== Directions for this task ==
Scale every x and y coordinate in the answers by 2.4, rounding to whole numbers with halves going up, and write out all lines of the records below again, requests included. Leave the pictures out.

========================================================================

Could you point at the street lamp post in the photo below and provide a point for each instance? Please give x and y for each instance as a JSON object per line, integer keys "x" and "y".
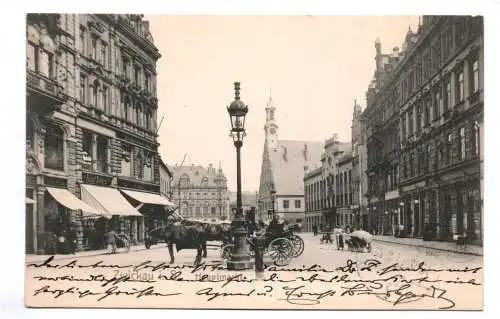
{"x": 240, "y": 258}
{"x": 273, "y": 199}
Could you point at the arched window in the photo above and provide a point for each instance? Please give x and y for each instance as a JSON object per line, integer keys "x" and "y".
{"x": 184, "y": 181}
{"x": 54, "y": 148}
{"x": 204, "y": 182}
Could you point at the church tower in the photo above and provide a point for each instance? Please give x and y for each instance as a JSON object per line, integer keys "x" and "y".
{"x": 271, "y": 128}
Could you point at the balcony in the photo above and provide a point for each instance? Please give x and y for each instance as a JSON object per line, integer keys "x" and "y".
{"x": 43, "y": 93}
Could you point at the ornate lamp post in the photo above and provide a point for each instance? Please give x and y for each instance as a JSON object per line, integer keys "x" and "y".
{"x": 239, "y": 258}
{"x": 273, "y": 200}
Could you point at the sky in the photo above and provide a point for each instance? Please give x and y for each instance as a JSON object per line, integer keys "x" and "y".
{"x": 314, "y": 67}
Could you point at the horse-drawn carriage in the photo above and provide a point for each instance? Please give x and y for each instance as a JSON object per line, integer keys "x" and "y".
{"x": 281, "y": 245}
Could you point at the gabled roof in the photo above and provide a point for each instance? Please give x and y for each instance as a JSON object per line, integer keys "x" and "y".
{"x": 196, "y": 174}
{"x": 288, "y": 162}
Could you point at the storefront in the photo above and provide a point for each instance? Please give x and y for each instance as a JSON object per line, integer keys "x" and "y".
{"x": 125, "y": 219}
{"x": 154, "y": 207}
{"x": 64, "y": 216}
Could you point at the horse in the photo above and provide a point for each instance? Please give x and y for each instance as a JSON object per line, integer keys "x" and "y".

========================================================================

== Solved exercise ==
Could you point at the street lamp post in the photo below and provide a point for each instance? Please give x and y for each instance as a JSON object per line, integer keys "x" and "y".
{"x": 576, "y": 619}
{"x": 655, "y": 478}
Could you point at the arched window in the photo above and provide a point for each instance? Please give x and y for each instance as a JSON object per line, integer keys "x" and "y".
{"x": 442, "y": 434}
{"x": 130, "y": 355}
{"x": 490, "y": 437}
Could you point at the church tower in the photo above and provide a point for each instance? Please give x and y for each instance as a JSON object per line, integer keys "x" and "y".
{"x": 650, "y": 307}
Could you point at the balcony in the photo above and provide a point for each instance? Please give x and y for each instance as a JSON object per line, integer keys "x" and "y".
{"x": 103, "y": 223}
Could you point at the ornate lamp post in the photo above and provide a point for each instance? Please give x and y for each instance as a JSON object per line, integer keys "x" and "y".
{"x": 574, "y": 619}
{"x": 655, "y": 480}
Could you point at the sky in the photo above and provide a point for each instance? Please give x and y for each instance as a JSON object per line, integer keys "x" and "y".
{"x": 754, "y": 161}
Could you point at the horse-drawn carriage in the photo above and provide a point for each instance? Please give x and y for each instance as a JSON object per line, integer keys "x" and "y".
{"x": 674, "y": 588}
Could you point at the gabled roof in the photo above and provide a point for each instance? Please give x and y for each instance as a JSON object per line, integer keys "x" and "y".
{"x": 470, "y": 418}
{"x": 691, "y": 389}
Could you point at the storefront in the photo above and provide a point for each instance? Please give x and y for each instance as a JSON object per line, integer keys "x" and "y".
{"x": 300, "y": 526}
{"x": 370, "y": 497}
{"x": 154, "y": 518}
Could you point at the horse in the photo above and provide a point for each instance? Please give x and y for each instance as a JSON object per line, integer keys "x" and "y".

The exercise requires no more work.